[[ THE DATA open ]]
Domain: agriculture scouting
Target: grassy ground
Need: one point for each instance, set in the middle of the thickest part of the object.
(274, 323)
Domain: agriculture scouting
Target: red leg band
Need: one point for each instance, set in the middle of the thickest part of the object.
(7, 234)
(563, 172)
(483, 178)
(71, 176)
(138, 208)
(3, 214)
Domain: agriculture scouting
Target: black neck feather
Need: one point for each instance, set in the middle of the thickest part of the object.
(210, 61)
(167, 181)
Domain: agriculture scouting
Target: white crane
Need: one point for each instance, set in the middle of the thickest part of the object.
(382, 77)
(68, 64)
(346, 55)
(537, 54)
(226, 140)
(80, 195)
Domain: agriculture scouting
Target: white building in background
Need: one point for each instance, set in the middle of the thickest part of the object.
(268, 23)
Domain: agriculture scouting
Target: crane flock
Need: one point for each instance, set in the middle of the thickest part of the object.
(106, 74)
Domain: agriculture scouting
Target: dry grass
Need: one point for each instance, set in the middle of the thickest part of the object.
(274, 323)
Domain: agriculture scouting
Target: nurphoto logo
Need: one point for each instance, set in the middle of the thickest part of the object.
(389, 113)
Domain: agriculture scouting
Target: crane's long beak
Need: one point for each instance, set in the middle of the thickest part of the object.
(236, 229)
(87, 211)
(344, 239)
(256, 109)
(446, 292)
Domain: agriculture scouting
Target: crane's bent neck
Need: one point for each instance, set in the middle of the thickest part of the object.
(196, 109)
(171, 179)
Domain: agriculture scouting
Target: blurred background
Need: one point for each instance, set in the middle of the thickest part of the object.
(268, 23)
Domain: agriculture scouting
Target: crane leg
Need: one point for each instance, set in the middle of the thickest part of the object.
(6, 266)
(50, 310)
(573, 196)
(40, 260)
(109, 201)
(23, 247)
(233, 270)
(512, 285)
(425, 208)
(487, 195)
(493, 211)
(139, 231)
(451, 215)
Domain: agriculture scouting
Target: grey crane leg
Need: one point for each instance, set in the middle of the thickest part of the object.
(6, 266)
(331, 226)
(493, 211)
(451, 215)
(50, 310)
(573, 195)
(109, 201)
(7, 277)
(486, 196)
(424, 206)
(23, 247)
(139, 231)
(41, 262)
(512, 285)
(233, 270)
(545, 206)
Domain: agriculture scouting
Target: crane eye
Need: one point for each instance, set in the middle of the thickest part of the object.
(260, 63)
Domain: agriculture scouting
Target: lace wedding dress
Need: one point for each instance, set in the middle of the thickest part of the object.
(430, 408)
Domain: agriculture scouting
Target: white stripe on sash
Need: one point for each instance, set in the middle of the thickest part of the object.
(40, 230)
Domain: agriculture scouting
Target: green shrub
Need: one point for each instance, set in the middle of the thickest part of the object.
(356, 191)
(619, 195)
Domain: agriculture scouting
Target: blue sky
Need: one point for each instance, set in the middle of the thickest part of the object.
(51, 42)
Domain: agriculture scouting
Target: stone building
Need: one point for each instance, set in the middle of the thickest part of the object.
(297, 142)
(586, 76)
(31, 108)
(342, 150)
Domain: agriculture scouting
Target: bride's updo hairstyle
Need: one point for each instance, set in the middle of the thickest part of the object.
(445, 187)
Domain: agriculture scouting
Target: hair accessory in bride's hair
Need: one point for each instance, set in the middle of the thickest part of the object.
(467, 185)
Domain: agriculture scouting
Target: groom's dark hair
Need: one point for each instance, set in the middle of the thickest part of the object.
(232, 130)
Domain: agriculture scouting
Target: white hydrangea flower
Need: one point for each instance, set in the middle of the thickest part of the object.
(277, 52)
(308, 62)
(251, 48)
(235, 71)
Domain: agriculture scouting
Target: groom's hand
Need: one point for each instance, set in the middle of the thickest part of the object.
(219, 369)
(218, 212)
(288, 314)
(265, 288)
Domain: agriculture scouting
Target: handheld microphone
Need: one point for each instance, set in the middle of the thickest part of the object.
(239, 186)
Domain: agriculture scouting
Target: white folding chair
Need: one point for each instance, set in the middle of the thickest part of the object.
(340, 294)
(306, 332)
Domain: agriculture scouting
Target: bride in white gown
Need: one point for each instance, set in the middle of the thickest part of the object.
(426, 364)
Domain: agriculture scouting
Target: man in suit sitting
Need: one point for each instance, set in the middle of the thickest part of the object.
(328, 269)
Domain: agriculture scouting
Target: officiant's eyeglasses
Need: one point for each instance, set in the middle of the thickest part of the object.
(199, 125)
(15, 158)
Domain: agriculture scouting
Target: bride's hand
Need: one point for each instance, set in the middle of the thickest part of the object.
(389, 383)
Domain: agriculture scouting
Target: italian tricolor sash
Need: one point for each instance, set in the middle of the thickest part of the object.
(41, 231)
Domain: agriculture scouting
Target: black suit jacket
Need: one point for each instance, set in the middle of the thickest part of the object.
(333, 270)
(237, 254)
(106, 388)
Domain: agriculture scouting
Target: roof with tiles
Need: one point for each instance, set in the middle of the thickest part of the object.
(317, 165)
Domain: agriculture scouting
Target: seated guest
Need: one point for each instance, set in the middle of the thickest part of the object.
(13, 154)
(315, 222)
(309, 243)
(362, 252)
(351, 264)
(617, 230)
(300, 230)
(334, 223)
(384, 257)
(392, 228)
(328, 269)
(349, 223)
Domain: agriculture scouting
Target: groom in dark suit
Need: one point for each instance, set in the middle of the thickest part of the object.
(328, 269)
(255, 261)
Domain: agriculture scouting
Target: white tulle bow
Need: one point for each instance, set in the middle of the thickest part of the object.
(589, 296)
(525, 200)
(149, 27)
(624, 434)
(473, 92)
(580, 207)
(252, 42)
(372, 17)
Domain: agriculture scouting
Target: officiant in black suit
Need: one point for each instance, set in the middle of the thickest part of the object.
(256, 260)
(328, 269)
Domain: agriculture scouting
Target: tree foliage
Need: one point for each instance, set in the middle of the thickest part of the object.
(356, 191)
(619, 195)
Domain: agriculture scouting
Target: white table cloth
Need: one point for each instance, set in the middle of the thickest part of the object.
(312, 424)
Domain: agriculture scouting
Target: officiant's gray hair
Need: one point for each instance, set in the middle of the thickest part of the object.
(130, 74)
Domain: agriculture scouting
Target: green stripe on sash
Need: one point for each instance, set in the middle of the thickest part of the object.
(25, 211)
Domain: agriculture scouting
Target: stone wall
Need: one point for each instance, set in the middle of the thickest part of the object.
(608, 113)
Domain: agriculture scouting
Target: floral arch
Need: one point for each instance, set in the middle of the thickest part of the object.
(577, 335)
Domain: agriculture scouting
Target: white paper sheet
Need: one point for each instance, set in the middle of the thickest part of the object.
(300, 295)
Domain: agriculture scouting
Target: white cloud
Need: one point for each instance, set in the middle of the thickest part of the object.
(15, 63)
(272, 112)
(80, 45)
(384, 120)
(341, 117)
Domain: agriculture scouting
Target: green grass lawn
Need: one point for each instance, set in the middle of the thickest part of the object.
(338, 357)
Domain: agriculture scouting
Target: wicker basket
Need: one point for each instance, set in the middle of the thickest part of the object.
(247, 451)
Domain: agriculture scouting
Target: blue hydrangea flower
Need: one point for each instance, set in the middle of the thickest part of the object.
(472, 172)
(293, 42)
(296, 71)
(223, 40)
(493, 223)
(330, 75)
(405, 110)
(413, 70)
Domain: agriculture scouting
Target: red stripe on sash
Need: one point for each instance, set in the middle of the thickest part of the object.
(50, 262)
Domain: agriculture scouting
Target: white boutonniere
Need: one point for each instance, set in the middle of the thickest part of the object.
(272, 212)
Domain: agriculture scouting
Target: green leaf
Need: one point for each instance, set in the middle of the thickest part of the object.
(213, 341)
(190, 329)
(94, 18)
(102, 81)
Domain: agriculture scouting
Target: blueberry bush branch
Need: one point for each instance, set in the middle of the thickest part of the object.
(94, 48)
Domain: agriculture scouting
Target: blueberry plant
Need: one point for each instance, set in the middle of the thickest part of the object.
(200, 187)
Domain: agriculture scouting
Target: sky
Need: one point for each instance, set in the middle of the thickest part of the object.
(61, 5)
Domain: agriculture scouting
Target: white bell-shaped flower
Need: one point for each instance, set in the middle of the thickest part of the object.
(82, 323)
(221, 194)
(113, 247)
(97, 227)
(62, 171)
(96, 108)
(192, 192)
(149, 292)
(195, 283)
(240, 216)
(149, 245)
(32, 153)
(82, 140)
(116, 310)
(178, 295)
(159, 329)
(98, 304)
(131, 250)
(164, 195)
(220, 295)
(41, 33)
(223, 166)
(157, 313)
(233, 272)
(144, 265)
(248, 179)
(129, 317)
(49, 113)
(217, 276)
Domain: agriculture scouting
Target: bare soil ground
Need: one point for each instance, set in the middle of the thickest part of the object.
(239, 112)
[[ THE DATA closed ]]
_WORK INSTRUCTION:_
From the first line of the entries above to the line with "Target: black neck feather", please return every line exactly, keeping both ends.

_SOLUTION TO THIS PROBLEM:_
Domain: agriculture scouting
Target: grassy ground
Need: one point for each instance, set in the middle of the thickest part of the object.
(274, 323)
Domain: agriculture scouting
Target: red leg band
Need: one point for each instance, set in the middle of the thickest part of the object.
(7, 234)
(563, 172)
(483, 178)
(71, 176)
(138, 208)
(3, 214)
Domain: agriculture scouting
Target: black neck feather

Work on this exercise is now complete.